**PROVIDED PASSAGE:**
On the other hand, a curved connecting portion 41 between the seat tail carrier plate 4b and the back carrier plate 5a is provided with a pair of brackets 42 (only one shown in FIGS. 2 and 14) which extend downwardly rearward. Each of the brackets 42 carries a guide pin 43 slidably fitted in the corresponding guide slot 40 of the guide arm 39. Thus, the seat tail carrier 4b together with the seat back 5 is movable rearwardly downward with the guide pin 43 slidably guided by the guide slot 40.

In FIGS. 6, 12, 13 and 16, reference numeral 44 indicates a lock device which forms an important feature of the present invention. This lock mechanism functions to hold the load applying pin 32 (the second racks 30 and the load applying roller 31 as well) at an adjusted position depending on the particular weight of the user, as described below.

The lock device 44 includes the ratchet gears 25c of the pinion assembly 25 already described. The lock device 44 further includes a pair of ratchet members 45 associated with the respective ratchet gears 25c.

Each of the ratchet members 45 is pivotally supported on a pin 46 which is mounted to the corresponding inner side bracket 14c of the mechanism carrier 14. The ratchet member 45 has a pawl 45a for releasable engagement with the corresponding ratchet gear 25c, and an engaging recess 45b which is open downwardly. The ratchet member 45 is always urged by a return spring 47 to bring the ratchet pawl 45a away from the corresponding ratchet gear 25c. The return spring 47 is fitted on the pin 46.

The pivotal movement of the ratchet member 45 is controlled by a corresponding operational member 49 which is pivotally supported on a pin 50 fixed to the base 13. The operational member 49 is elongate and extends through a corresponding perforation 48 of the base 13 and mechanism carrier 14. The operational member 49 has a lower end resting on the bottom wall 6b of the fixed frame 6. The operational member 49 further has an upper end formed with an upwardly convex head 49a engaging in the recess 45b of the ratchet member 45. The convex head 49a is immediately followed by a rearwardly concave guide 49b.

With the arrangement described above, when the user sits on the seat 4, the seat tail carrier plate 4b of the seat 4 moves downward against the weight responsive spring 23 by an amount substantially proportional to the particular weight of the user. The downward movement of the seat tail carrier plate 4b results in corresponding downward movement of the first rack 24 engaging with the first pinion 25a, thereby rotating the pinion assembly 25. Such rotation of the pinion assembly 25 then causes the second racks 30 in mesh with the second pinions 25b to advance with the load applying pin 32 (namely, the load applying roller 31), as indicated by phantom lines in FIG. 8. As a result, the effective length L1 (FIG. 8) of the load receiving leg 11a of each tilting control spring 11, defined as the distance between the coil center of the spring 11 and the load applying pin 32, reduces generally proportionally to the weight of the user.

Excerpts of bounding box data:
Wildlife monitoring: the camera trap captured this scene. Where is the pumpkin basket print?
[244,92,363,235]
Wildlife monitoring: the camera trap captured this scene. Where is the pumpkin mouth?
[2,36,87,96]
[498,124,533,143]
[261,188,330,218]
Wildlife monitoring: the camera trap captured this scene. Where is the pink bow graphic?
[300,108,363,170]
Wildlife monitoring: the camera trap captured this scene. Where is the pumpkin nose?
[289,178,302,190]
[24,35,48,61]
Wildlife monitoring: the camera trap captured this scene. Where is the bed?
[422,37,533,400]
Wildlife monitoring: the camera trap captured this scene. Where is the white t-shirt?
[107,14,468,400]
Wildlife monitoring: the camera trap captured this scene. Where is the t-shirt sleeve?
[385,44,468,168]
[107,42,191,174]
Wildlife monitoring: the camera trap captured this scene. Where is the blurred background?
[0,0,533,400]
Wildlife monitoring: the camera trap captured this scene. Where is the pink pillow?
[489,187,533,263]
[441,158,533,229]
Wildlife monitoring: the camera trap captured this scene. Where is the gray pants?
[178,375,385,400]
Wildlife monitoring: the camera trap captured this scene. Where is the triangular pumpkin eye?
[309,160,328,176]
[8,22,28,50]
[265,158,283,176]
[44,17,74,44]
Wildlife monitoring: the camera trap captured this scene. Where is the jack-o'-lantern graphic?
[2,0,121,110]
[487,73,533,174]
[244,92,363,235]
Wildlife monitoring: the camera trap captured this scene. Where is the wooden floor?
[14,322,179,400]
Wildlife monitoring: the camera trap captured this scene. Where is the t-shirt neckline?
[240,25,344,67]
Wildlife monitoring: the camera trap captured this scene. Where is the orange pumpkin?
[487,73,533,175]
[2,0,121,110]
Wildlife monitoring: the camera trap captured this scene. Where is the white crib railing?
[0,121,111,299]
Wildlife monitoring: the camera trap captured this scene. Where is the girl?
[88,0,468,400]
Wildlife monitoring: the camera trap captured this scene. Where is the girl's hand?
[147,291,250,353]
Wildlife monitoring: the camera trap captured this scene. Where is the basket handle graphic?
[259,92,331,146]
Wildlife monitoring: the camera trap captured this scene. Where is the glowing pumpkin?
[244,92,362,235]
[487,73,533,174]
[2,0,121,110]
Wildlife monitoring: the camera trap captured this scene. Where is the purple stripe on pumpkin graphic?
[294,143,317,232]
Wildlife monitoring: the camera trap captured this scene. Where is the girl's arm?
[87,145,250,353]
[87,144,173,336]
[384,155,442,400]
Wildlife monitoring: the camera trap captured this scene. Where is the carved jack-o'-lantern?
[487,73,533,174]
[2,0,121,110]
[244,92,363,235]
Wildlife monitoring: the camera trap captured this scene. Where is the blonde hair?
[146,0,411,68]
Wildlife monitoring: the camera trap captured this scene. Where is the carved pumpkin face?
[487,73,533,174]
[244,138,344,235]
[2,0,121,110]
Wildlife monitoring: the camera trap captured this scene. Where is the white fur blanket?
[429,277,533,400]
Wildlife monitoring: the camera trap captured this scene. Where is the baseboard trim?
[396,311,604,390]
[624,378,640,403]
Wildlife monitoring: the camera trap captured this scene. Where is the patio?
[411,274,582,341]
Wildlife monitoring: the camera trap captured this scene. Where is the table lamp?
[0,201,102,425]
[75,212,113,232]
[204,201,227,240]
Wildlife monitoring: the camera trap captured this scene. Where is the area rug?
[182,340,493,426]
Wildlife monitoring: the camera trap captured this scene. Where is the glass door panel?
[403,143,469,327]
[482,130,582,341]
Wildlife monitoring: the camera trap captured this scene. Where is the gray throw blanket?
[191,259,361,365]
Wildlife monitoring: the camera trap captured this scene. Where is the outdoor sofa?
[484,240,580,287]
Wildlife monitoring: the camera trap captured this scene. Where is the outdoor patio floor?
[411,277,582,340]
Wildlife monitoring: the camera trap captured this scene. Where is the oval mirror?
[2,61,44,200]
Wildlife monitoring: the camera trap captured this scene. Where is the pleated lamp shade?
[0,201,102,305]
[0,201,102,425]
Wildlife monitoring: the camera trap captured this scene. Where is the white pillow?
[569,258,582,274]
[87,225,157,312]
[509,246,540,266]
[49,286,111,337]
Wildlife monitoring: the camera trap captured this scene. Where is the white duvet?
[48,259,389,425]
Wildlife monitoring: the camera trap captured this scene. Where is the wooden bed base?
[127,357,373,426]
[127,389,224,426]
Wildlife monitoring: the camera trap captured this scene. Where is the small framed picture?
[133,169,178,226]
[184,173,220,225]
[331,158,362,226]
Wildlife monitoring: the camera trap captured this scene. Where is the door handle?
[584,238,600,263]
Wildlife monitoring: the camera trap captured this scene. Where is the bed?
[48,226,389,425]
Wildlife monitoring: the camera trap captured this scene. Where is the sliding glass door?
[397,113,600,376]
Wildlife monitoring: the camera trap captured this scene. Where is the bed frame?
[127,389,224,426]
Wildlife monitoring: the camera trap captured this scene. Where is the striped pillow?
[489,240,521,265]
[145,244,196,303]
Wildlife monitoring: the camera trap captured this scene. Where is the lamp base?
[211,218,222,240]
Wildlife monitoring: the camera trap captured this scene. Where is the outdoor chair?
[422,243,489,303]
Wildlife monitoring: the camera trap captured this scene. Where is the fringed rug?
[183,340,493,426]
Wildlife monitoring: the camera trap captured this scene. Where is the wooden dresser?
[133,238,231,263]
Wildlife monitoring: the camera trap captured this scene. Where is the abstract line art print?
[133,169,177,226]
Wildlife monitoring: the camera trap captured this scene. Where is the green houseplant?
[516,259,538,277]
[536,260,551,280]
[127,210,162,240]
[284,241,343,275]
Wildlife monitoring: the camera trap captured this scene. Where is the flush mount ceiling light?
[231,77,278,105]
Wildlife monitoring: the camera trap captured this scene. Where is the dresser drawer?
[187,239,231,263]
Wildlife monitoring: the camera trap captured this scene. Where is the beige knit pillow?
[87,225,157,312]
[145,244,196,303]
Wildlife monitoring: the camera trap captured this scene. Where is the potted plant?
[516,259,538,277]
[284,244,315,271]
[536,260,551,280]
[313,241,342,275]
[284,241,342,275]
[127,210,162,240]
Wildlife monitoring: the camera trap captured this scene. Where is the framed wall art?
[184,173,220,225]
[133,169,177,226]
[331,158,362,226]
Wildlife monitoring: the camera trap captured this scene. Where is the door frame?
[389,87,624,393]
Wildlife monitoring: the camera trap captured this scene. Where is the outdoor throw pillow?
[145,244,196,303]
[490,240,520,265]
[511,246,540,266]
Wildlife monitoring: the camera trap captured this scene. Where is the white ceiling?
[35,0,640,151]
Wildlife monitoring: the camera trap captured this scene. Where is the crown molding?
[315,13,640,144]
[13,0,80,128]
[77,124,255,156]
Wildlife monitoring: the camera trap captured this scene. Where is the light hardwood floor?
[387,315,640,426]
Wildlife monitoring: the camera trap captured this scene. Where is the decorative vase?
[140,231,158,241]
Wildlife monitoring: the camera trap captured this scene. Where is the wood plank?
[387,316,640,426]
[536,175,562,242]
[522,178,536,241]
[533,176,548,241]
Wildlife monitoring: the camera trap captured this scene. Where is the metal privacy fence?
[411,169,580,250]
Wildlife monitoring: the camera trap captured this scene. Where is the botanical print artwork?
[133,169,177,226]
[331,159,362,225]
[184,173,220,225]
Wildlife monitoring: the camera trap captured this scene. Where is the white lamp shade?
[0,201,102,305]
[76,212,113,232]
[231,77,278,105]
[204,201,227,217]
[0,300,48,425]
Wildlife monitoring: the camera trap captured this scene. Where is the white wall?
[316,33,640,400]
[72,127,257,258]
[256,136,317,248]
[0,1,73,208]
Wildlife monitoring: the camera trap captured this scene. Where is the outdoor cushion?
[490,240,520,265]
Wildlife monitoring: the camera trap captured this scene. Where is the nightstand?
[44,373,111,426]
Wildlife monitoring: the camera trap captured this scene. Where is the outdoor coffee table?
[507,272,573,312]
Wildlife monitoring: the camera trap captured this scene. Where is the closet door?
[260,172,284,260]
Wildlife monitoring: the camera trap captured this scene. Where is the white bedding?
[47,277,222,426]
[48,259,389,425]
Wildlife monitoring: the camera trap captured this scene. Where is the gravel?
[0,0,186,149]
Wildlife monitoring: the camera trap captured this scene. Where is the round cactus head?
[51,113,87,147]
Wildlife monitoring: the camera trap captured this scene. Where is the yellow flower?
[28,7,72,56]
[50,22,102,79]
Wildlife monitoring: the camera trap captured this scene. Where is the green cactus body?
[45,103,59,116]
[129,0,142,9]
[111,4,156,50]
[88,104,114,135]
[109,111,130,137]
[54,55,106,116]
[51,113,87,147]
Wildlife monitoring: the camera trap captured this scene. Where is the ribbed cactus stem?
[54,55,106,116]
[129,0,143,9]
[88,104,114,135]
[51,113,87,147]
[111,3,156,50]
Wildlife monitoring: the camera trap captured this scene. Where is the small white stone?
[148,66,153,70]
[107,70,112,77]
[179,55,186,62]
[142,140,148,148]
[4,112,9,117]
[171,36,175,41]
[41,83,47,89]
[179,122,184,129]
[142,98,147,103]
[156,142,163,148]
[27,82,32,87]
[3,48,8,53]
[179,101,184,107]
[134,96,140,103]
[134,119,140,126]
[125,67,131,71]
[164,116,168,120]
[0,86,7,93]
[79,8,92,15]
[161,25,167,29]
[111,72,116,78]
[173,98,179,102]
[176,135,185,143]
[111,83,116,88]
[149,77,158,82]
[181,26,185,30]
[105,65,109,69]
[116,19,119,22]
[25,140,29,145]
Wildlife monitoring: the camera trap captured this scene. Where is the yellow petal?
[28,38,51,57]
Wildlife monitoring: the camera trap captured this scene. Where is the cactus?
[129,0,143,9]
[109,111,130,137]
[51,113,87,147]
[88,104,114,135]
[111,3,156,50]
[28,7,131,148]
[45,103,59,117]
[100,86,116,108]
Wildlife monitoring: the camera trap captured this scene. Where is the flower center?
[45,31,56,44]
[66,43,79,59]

**PROBLEMS AND TASKS:**
A – How does the lock device passage read between "Each of the ratchet" and "the pin 46.", inclusive, when you swap "return spring" for "biasing spring"?
B – Does the lock device passage agree with each of these statements? Answer yes or no for each and quote the deciding words. (i) Each ratchet member pivots on a pin mounted to the base 13. (ii) The lower end of the operational member 49 rests on the bottom wall 6b of the fixed frame 6. (iii) The effective length L1 of the load receiving leg grows longer as the user's weight increases.
These entries were drawn from a different source than the lock device passage.

**EXPECTED RESPONSES:**
A –
Each of the ratchet members 45 is pivotally supported on a pin 46 which is mounted to the corresponding inner side bracket 14c of the mechanism carrier 14. The ratchet member 45 has a pawl 45a for releasable engagement with the corresponding ratchet gear 25c, and an engaging recess 45b which is open downwardly. The ratchet member 45 is always urged by a biasing spring 47 to bring the ratchet pawl 45a away from the corresponding ratchet gear 25c. The biasing spring 47 is fitted on the pin 46.

B –
(i) No: "Each of the ratchet members 45 is pivotally supported on a pin 46 which is mounted to the corresponding inner side bracket 14c of the mechanism carrier 14."
(ii) Yes: "The operational member 49 has a lower end resting on the bottom wall 6b of the fixed frame 6."
(iii) No: "the effective length L1 (FIG. 8) of the load receiving leg 11a of each tilting control spring 11, defined as the distance between the coil center of the spring 11 and the load applying pin 32, reduces generally proportionally to the weight of the user."